Please retype, character for character, the portion of the entries below that runs from the line containing "The result for" to the last line.

BEGIN GIVEN DATA

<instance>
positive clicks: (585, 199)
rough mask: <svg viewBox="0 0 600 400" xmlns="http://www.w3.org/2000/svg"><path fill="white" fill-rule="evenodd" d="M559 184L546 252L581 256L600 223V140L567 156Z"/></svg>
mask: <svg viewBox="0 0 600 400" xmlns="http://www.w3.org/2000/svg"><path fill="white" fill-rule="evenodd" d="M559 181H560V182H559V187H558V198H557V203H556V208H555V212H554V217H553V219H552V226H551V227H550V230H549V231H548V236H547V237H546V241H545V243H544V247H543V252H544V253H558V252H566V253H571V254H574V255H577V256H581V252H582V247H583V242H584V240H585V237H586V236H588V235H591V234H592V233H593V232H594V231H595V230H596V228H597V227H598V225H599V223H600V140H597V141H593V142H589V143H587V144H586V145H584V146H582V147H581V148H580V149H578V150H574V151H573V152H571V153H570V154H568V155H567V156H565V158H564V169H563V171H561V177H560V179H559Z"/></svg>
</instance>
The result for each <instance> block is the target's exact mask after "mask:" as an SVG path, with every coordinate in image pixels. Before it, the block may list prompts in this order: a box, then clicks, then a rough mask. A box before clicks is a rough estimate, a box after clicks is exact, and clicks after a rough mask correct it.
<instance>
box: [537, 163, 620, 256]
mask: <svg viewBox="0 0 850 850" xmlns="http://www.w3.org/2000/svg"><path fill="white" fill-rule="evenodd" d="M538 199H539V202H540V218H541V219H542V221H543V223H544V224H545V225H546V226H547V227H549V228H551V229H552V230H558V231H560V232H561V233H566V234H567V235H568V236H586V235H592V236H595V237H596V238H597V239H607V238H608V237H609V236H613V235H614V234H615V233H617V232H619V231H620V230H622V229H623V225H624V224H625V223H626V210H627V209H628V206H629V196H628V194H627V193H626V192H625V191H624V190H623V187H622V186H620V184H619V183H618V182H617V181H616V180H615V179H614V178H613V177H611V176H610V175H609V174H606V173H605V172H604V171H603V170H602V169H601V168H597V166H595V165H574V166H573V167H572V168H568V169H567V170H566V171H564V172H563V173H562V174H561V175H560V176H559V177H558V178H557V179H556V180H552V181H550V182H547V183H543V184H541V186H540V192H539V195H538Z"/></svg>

END GIVEN DATA

ANSWER:
The result for each <instance> block is the target's exact mask after "mask:" as an SVG path, with every coordinate in image pixels. Before it, the block may list prompts in this order: a box, then clicks, then a rough mask. A box before clicks is a rough estimate, a box after clicks is exact, and clicks after a rough mask correct it.
<instance>
box: [537, 163, 620, 256]
mask: <svg viewBox="0 0 850 850" xmlns="http://www.w3.org/2000/svg"><path fill="white" fill-rule="evenodd" d="M538 199H539V202H540V218H541V219H542V221H543V223H544V224H545V225H546V226H547V227H549V228H551V229H552V230H558V231H560V232H561V233H566V234H567V235H568V236H586V235H592V236H595V237H596V238H597V239H607V238H608V237H609V236H613V235H614V234H615V233H617V232H619V231H620V230H622V229H623V225H624V224H625V223H626V210H627V209H628V206H629V196H628V194H627V193H626V192H625V191H624V190H623V187H622V186H620V184H619V183H618V182H617V181H616V180H615V179H614V178H613V177H611V176H610V175H609V174H606V173H605V172H604V171H603V170H602V169H601V168H597V166H595V165H574V166H573V167H572V168H568V169H567V170H566V171H564V172H563V173H562V174H561V175H560V176H559V177H558V178H557V179H556V180H552V181H550V182H547V183H543V184H541V186H540V192H539V195H538Z"/></svg>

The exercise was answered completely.